*PROBLEMS TO WORK ON*.
• A. In the post on pharmacy misfills, how much stronger was the steroid that sent one patient to the ER?
• B. Update everything from "To make long" down to "are still working." in the post on pharmacy misfills, putting "attorneys" in place of "lawyers".

*EXTRACT PROVIDED*.
+--

I have seen two major incidents (misfill) from my store and each pharmacists got sued.
One patient ended up in ER (got 10 times stronger strenth for steroid). And other patient had wrong sig (it was 1 qd but put got 2 bid).

To make long story short, both still are working.
Patients sued them and those pharmacists got some calls from lawyers, insurances and corporate. I dont know more detail but I do know that they are still working.
 
I'm not going to talk about the Eric Cropp case, since that was a travesty of justice. It is really situational. What gets to the pharmacist is the anxiety and self-doubt that never gets relieved even with legal closure. I used to work in the Office of Health Inspections, Inspector General for my agency (and still keep affiliate membership) and these misadventures happened which there are national committees that deal with peer review. I have seen everything from resumption of normal practice, resignation from a job, surrendering practice, and in three very unfortunate cases, suicide by both immediate and substance abuse means. Oddly enough, my agency does not fire personnel for honest mistakes (they will if a mistake was caused for controllable reasons like malice, lying during credentialing, or being under the influence and to say for some other issues, this agency has no problem firing whistleblowers). However, they have made forced reassignments and practice restrictions.

Absolutely follow what your liability insurance says, the lawyers for both Pharmacist Mutual and the APhA one are practiced. Also, I have probably committed the same mistake you have, but lucked out by either having it caught before harm or in a situation where harm was not the result. That sort of mistake can happen to anyone, and it is a combination of both a practice error and bad circumstantial luck.

+--

*MATERIAL PROVIDED*.
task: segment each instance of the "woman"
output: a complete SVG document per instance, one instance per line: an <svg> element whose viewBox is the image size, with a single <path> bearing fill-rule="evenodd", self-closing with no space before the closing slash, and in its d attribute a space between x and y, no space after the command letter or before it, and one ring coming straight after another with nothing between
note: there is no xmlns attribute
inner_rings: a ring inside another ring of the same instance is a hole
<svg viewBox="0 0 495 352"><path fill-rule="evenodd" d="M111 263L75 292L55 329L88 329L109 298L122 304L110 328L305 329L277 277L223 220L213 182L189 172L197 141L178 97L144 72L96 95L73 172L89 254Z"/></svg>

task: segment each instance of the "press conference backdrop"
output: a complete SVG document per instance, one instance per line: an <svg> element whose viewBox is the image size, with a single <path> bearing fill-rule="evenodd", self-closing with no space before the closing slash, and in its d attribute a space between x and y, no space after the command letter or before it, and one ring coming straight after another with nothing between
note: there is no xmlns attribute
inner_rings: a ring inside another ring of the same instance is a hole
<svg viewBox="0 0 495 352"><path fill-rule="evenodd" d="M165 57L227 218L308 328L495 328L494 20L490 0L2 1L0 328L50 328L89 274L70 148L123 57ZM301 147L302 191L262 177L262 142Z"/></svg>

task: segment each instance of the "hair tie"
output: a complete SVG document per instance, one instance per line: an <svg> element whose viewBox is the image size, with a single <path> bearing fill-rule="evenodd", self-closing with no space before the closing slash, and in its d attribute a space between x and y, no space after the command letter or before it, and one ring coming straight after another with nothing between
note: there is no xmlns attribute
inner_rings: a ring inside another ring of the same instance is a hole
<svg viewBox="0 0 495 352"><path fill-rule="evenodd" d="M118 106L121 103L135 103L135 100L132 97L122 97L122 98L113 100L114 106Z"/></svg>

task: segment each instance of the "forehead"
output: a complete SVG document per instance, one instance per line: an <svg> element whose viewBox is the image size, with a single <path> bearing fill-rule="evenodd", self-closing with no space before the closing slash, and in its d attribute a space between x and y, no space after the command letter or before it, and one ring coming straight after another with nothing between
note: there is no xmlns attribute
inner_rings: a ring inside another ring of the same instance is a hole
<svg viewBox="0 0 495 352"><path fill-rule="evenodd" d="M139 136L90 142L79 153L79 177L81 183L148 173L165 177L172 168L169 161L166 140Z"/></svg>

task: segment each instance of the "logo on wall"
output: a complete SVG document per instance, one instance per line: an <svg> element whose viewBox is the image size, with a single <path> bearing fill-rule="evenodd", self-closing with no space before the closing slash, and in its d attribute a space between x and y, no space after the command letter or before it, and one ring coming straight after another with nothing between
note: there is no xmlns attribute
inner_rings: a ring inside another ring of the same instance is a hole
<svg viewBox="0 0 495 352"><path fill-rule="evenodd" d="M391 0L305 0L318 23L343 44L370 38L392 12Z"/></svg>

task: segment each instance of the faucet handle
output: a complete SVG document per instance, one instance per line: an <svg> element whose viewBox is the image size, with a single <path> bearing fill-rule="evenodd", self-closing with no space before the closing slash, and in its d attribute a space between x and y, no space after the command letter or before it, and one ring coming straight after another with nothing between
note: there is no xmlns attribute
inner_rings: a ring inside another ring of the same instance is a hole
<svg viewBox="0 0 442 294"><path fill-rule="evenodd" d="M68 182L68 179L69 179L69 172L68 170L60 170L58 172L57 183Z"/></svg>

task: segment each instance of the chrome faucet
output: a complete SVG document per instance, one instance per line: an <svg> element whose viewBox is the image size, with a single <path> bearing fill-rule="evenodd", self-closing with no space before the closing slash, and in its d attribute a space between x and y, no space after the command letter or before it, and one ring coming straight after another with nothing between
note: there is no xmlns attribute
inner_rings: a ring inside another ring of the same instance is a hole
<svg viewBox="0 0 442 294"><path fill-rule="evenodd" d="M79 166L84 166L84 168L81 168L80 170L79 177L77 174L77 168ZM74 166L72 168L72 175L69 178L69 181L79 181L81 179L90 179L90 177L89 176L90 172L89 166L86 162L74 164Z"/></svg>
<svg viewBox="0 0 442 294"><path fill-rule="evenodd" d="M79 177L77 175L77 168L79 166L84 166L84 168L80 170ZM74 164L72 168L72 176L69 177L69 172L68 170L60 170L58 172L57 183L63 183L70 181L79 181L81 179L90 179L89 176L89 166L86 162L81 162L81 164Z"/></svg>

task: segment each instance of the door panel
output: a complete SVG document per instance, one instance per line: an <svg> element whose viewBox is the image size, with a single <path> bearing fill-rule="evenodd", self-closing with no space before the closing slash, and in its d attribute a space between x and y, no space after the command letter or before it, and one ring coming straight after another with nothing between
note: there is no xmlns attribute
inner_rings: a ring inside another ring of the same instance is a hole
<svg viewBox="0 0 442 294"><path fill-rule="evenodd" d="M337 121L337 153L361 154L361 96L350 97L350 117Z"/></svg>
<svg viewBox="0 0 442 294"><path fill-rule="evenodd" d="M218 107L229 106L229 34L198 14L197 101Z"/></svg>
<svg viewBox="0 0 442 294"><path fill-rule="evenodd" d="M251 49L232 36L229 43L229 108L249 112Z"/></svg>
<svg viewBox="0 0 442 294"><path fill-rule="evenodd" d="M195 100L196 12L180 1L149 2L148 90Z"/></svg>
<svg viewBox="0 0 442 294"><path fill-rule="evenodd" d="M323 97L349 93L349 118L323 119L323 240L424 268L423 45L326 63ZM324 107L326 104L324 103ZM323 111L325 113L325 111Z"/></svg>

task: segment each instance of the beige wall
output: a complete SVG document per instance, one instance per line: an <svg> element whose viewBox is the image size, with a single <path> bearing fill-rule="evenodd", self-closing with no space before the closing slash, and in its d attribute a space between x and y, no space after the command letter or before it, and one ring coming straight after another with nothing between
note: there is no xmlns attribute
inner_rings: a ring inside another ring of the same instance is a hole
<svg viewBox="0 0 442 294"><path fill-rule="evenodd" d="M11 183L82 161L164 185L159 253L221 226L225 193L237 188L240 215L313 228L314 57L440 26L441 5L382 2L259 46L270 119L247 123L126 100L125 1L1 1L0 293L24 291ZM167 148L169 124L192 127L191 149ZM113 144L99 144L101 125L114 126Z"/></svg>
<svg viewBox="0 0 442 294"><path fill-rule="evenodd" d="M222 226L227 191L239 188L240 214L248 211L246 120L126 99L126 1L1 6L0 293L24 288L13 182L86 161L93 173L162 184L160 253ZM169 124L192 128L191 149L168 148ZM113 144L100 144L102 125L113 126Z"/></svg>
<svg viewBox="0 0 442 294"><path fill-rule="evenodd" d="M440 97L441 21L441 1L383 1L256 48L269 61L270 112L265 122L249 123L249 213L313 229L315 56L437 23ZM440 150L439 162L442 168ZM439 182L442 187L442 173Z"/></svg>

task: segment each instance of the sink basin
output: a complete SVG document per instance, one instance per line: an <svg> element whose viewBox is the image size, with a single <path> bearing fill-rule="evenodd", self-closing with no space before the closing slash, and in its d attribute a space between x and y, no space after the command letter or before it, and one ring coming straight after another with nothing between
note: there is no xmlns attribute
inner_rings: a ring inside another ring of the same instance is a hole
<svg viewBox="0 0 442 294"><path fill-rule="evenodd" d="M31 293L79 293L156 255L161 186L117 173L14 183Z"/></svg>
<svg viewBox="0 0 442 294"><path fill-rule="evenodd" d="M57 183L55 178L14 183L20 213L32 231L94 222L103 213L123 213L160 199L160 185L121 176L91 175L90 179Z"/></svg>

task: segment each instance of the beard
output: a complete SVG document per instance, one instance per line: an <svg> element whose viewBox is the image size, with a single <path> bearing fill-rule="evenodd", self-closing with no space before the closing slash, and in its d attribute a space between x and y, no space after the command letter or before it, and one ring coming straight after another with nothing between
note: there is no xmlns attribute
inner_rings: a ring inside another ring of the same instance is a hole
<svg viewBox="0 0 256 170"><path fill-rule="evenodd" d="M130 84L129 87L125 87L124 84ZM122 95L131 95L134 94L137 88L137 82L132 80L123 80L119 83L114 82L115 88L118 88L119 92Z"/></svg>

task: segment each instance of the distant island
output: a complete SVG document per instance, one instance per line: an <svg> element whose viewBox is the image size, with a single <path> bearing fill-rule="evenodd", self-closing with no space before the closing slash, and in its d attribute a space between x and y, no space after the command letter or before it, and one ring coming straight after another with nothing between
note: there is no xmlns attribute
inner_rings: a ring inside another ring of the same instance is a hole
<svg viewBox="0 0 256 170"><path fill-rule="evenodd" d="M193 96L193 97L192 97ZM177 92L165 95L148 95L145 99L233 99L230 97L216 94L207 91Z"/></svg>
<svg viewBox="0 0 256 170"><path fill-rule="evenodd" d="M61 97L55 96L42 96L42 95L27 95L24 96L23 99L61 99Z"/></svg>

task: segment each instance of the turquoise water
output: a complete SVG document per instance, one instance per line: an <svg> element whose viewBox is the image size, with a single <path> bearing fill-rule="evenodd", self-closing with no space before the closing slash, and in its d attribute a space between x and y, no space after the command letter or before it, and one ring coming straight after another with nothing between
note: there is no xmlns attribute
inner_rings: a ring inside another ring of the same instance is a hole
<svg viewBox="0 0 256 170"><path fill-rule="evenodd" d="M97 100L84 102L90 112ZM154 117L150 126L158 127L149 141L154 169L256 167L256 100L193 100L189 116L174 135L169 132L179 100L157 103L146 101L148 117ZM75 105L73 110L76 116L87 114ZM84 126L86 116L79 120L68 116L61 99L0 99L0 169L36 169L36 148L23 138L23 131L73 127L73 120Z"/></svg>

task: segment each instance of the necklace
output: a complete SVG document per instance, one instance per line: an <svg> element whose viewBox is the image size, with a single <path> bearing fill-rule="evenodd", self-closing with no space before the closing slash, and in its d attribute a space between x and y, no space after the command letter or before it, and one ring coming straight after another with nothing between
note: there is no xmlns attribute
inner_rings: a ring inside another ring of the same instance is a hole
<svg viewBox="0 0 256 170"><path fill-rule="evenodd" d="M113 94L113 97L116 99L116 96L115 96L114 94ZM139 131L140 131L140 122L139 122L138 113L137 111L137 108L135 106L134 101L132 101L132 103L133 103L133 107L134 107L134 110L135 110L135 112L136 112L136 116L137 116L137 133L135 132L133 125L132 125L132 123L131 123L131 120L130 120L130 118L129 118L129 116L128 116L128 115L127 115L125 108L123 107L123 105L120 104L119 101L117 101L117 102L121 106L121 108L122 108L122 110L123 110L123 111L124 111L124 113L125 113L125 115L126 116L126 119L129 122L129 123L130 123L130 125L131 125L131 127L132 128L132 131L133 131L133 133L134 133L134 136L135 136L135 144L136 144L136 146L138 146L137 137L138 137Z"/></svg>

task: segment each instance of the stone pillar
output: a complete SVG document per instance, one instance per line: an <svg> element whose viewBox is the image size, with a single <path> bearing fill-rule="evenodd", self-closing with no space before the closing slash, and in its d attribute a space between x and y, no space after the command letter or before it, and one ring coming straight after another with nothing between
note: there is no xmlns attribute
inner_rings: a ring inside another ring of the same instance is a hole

+--

*YOUR RESPONSES*.
• A. It was 10 times stronger.

• B.
To make long story short, both still are working.
Patients sued them and those pharmacists got some calls from attorneys, insurances and corporate. I dont know more detail but I do know that they are still working.